══ Given passage

What if the only options available to the US are to do nothing, or to take actions that will only tip the political decision Iran will still ultimately be able to make further in the direction of deploying an actual nuclear weapon?

Some American observers have this idea that there is nothing the United States cannot do. For over a trillion dollars with a maximal occupation, the United States could not establish a pro-US government in Iraq. With a tremendous effort multiple times the scale of that in Iraq, the United States might be able to capture Tehran. Maybe. But ten years after, there very likely would be an anti-US government there that would revisit the nuclear issue.

It is coming into view that one thing on the list of things the United States cannot do is prevent Iran from at least attaining a legal nuclear weapons capability.

Israel really wants to prevent Iran from attaining that. Israel is not going to get its wish. As a consolation, Israel would like Iran to be under harsh economic penalties. The US and Europe would pay a heavy cost to indulge Israel on that issue.

A commenter here recently said that the United States may not have the luxury of doing nothing about Iran's nuclear program. Doing nothing may well be the United States' least counter-productive option regarding Iran's nuclear program. The type of thinking embodied in that comment may very soon crash into the wall of reality.

3 comments:

Arnold Evans said...

I looked over at informed comment and Juan Cole today has an article about the same issue. This comment will probably end up printed there but I'll leave it here also just in case.

As far as the Iranian exercises, I think those are as much to raise the price of oil as a contemplation of shutting down the passage of oil. But they also demonstrate that there would be costs to the US and its allies for escalating the dispute.  It is pretty important for Iran to be as clear as possible to as wide an audience as possible that it intends to retaliate against US hostility.  That is Iran's best hope to deter that hostility.  But the comment I left follows:

http://www.juancole.com/2011/12/iranian-navy-menaces-oil-exports-from-hormuz.html#respond

The real problem for Israel and its allies is that Iran’s civilian enrichment program is potentially dual-use. If Iran can enrich uranium to 3.5 percent for nuclear reactor fuel, it could in theory use its centrifuges to enrich to 95 percent for a bomb. Israel and the US don’t want Iran even to have the possibility of making a bomb if Tehran someday chooses to, since that would knock Israel down a peg on the Middle East pecking order.

════
══ Provided material

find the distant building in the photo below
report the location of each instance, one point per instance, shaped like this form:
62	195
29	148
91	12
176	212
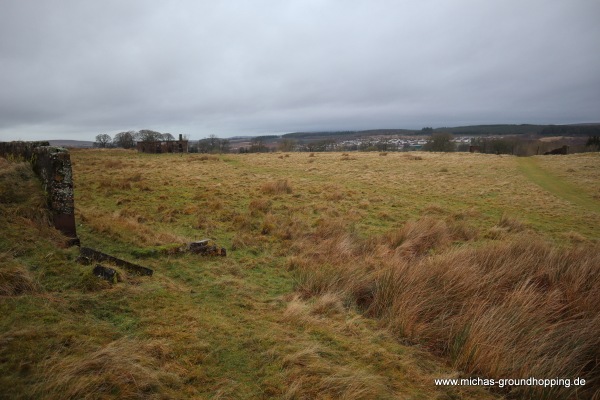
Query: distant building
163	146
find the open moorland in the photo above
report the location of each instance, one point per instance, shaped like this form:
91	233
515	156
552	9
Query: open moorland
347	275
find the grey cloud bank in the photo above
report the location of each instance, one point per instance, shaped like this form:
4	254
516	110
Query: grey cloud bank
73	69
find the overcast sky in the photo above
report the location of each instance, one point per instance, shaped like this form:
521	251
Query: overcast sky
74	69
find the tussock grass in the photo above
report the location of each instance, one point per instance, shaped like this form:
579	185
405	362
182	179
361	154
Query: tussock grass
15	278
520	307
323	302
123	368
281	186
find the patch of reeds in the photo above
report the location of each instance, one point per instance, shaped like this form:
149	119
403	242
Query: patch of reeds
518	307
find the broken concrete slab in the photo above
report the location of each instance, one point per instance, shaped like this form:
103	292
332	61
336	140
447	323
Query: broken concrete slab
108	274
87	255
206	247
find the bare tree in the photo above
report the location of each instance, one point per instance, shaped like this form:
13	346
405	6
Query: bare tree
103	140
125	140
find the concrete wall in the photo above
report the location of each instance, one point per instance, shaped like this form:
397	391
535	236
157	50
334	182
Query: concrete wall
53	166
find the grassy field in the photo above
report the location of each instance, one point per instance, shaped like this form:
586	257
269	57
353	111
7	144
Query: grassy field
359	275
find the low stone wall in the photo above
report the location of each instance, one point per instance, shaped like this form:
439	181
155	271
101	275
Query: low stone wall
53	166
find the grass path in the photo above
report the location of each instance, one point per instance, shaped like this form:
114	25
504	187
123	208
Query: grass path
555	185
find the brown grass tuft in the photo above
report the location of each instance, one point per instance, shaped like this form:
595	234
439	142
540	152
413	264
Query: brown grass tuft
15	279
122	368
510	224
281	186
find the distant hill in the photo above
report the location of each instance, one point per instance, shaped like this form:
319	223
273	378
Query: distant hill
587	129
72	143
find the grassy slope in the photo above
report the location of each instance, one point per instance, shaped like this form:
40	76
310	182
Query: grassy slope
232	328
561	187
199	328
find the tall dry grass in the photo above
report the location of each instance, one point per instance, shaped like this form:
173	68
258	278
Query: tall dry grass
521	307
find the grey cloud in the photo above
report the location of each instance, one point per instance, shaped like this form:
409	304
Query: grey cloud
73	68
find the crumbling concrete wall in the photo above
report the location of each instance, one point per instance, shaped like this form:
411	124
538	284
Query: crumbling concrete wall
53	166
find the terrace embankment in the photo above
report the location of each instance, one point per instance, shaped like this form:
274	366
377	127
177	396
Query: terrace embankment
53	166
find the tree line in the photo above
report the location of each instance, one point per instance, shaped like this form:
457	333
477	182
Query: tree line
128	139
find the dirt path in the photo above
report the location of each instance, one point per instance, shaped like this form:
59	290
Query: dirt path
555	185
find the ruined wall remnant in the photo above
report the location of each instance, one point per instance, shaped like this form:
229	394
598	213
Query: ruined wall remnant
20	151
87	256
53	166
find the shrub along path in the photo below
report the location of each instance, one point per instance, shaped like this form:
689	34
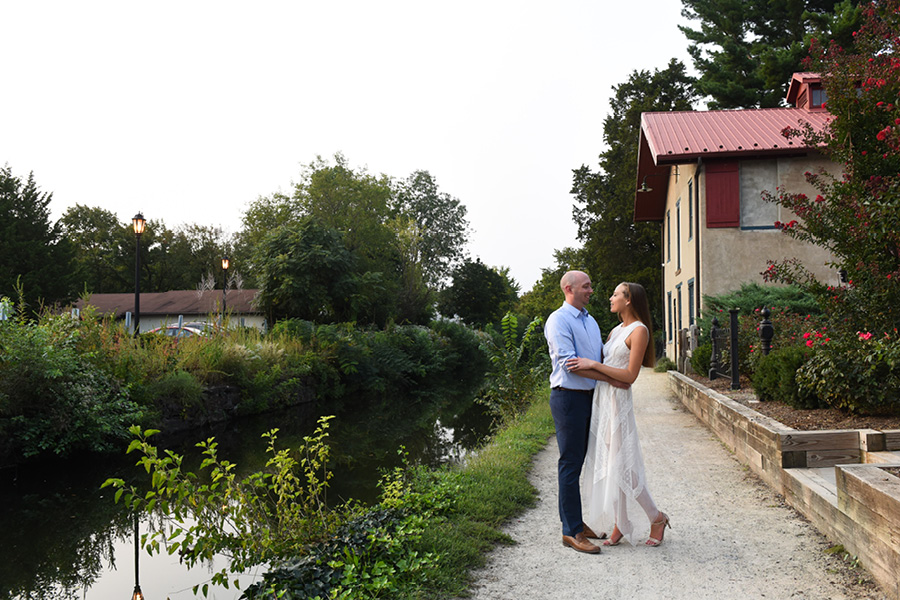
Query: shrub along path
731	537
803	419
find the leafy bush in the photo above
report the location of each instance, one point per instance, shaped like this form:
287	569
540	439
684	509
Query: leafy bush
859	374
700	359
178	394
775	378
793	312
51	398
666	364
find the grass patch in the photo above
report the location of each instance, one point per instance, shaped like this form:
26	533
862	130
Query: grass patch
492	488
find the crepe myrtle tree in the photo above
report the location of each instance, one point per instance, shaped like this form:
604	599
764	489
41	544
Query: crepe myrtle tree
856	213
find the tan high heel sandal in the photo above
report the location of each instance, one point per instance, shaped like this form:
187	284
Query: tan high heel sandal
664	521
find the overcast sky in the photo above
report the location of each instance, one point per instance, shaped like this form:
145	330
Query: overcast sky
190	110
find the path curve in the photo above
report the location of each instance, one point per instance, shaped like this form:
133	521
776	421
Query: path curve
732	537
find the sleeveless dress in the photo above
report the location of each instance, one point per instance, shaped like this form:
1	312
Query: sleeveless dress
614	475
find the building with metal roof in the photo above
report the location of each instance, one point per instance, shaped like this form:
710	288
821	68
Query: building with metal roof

════

Assigned task
Continue the blog post on US options regarding Iran's nuclear program from its final sentence.

Answer area
As always, this is well put. It is really not well enough understood that the dispute over Iran's nuclear issue centers on the question of whether or not Iran will be able to develop legal nuclear weapons capabilities such as those Japan, Brazil, Canada, Germany and maybe dozens of other countries have to varying degrees.

The wall the US is crashing into is, I'm starting to think, less Israel's insistence that the US stop Iran from attaining legal nuclear weapons capabilities, or the power of the pro-Israel lobbies on the US political process but instead the problem seems to be the US idea that the US can "do something". 

Maybe the US just doesn't have any options that would work or even that would not be counter-productive and make Iran more likely to reach for legal nuclear weapons capabilities or even deploy actual weapons.

It has become difficult for Americans to think of the United States as not being able to achieve some objective it holds.  The US has abundantly demonstrated that it is willing to sacrifice any number non-Jewish people in the Middle East to achieve a goal that Israel considers useful. 

But what if the US would have to sacrifice US interests and still would fail to reach its goal?

Lidia said...

Of course, when one says "US" it usually means "ruling classes" or "government". But because of imperialist nature of USA the masses mostly do not mind much the "Racket", they get (or at least got) their cut.

On the other hand, no one could say "Egypt" helped Israel to imprison Gaza population without adding - "Egypt rulers do it AGAINST the will of the masses".

George Carty said...

Could Canada approach the Iranians and say "If you abandon uranium enrichment then we'll give you a dozen CANDU reactors absolutely free.  They don't need enriched fuel."?